## Text passage:
►
Skip to main content

A Gentle Introduction to Vector Databases

· 13 min read
Leonie Monigatti

A Gentle Introduction to Vector Databases

If you have just recently heard the term “vector database” for the first time, you are not alone. Although vector databases have been around for a few years, they’ve just recently drawn the wider developer community’s attention.

The excitement around vector databases is closely related to the release of ChatGPT. Since late 2022, the public has started to understand the capabilities of state-of-the-art large language models (LLMs), while developers have realized that vector databases can enhance these models further.

This article will walk through what vector databases are and explain some of their core concepts, such as vector embeddings and vector search. Then, we will dive into the technical details of how distance metrics are used in vector search and how vector indexes enable efficient retrieval. Once we have a fundamental understanding of vector databases, we will discuss their use cases and the current tool landscape.

What is a Vector Database?

A vector database indexes, stores, and provides access to structured or unstructured data (e.g., text or images) alongside its vector embeddings, which are the data's numerical representation. It allows users to find and retrieve similar objects quickly at scale in production.

vector-database-definition.png

Because of its search capabilities, a vector database is sometimes also called a vector search engine.

This section introduces the core concepts of vector databases. We will discuss what vector embeddings are, how they enable similarity search, and how they accelerate it.

Vector Embeddings

When you think of data, you probably think of neatly organized numbers in spreadsheets. This type of data is called structured data because it can easily be stored in tabular format. But roughly 80% of today’s data is said to be unstructured. Examples of unstructured data are images, text (e.g., documents, social media posts, or emails), or time series data (e.g., audio files, sensor data, or video). The problem with this type of data is that it is difficult to store it in an organized way so you can easily find what you are looking for.

But innovations in Artificial Intelligence (AI) and Machine Learning have enabled us to numerically represent unstructured data without losing its semantic meaning in so-called vector embeddings. A vector embedding is just a long list of numbers, each describing a feature of the data object.

An example is how we numerically represent colors in the RGB system, where each number in the vector describes how red, green, or blue a color is. E.g., the following green color can be represented as [6, 205, 0] in the RGB system.

weaviate-green

But fitting more complex data, such as words, sentences, or text, into a meaningful series of numbers isn’t trivial. This is where Machine Learning models come in: Machine Learning models enable us to represent the contextual meaning of, e.g., a word as a vector because they have learned to represent the relationship between different words in a vector space. These types of Machine Learning models that can generate embeddings from unstructured data are also called embedding model or vectorizer.
◄
## Task requirements:
1 – In the vector database text, what share of today's data is said to be unstructured?
2 – Continue the text on vector databases from its last sentence.
The records have no connection to the vector database text.

## Dataset:
►
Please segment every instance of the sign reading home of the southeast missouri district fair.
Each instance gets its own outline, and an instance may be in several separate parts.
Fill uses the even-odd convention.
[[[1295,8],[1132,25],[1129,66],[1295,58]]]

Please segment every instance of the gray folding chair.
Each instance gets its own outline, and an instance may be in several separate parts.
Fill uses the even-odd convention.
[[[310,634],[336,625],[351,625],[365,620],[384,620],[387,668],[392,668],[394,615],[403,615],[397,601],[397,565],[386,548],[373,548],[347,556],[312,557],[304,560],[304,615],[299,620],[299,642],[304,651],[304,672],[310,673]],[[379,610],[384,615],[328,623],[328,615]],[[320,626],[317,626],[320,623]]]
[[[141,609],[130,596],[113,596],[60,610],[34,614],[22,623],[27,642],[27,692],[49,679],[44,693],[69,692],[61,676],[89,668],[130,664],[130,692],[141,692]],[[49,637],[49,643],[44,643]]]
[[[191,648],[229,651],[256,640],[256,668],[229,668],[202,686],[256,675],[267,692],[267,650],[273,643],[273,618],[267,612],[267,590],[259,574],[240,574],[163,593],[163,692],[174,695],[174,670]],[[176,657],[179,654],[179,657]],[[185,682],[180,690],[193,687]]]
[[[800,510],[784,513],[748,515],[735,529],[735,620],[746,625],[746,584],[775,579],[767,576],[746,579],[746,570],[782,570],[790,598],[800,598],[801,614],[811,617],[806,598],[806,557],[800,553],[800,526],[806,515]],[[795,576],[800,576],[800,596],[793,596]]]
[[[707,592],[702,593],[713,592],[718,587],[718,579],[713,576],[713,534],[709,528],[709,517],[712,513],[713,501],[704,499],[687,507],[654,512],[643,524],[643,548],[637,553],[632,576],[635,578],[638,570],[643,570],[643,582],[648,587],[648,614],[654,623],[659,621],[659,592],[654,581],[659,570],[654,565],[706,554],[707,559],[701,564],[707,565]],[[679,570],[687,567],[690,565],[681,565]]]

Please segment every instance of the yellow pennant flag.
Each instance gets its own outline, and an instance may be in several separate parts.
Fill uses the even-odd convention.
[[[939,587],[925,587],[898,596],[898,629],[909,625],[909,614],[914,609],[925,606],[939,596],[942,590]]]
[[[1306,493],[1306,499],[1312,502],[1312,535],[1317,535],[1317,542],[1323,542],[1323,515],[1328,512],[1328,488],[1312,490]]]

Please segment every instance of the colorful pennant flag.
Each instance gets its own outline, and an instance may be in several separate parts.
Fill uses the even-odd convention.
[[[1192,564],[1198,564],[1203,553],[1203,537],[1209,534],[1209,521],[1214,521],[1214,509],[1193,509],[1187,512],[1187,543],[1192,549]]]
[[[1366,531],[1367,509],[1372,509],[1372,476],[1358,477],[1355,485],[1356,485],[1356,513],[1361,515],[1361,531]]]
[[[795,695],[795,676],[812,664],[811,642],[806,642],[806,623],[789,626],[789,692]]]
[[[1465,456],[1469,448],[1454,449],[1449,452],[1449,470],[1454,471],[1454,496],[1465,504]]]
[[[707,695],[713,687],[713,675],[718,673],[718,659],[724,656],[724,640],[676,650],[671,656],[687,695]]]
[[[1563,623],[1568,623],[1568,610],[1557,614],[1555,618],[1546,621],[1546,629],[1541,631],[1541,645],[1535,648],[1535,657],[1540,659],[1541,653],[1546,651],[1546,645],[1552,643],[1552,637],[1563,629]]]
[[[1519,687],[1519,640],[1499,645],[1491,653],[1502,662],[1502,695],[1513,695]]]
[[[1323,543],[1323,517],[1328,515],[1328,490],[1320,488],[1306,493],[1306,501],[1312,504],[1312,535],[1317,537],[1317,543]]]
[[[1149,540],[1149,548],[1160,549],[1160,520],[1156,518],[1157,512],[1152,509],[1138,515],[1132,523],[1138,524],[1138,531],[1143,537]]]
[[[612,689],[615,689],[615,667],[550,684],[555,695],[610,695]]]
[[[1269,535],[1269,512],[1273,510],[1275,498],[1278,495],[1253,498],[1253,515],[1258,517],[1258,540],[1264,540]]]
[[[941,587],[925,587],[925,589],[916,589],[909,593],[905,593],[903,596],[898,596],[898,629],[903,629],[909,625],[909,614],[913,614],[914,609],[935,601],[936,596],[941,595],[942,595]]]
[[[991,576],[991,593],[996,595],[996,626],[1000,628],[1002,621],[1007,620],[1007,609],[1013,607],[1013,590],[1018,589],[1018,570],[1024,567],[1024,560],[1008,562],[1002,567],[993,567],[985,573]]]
◄
## Task answers:
1 – Roughly 80%.

2 –
Below, you can see an example of the three-dimensional vector space of the RGB system with a few sample data points (colors).

rgb-color-vector-space

Depending on the used embedding model, the data can be represented in different vector spaces, which can differ in the number of dimensions, ranging from tens to thousands, where the precision of the representation increases with increasing dimensions. In the color example, there are also different ways to represent a color numerically. E.g., you can represent the previous green color in the RGB system as [6, 205, 0] or in the CMYK system as [97, 0, 100, 20].

This is why it is important to use the same embedding model for all your data to ensure it is in the respective vector space.

Vector embeddings numerically capture the semantic meaning of the objects in relation to other objects. Thus, similar objects are grouped together in the vector space, which means the closer two objects, the more similar they are.

For now, let’s consider a simpler example with numerical representations of words - also called word vectors. In the following image, you can see the words “Wolf” and “Dog” close to each other because dogs are direct descendants of wolves. Close to the dog, you can see the word “Cat,” which is similar to the word “Dog” because both are animals that are also common pets. But further away, on the right-hand side, you can see words that represent fruit, such as “Apple” or “Banana”, which are close to each other but further away from the animal terms.

Vector embeddings in vector space

Vector embeddings allow us to find and retrieve similar objects from the vector database by searching for objects that are close to each other in the vector space, which is called vector search, similarity search, or semantic search.

Similarly to how we can find similar vectors for the word "Dog", we can find similar vectors to a search query. For example, to find words similar to the word “Kitten”, we can generate a vector embedding for this query term - also called a query vector - and retrieve all its nearest neighbors, such as the word “Cat”, as illustrated below.

Vector search

As the concept of semantic search is based on the contextual meaning, it allows for a more human-like search experience by retrieving relevant search results that match the user's intent. This advantage makes vector search important for applications, that are e.g., sensitive to typos or synonyms.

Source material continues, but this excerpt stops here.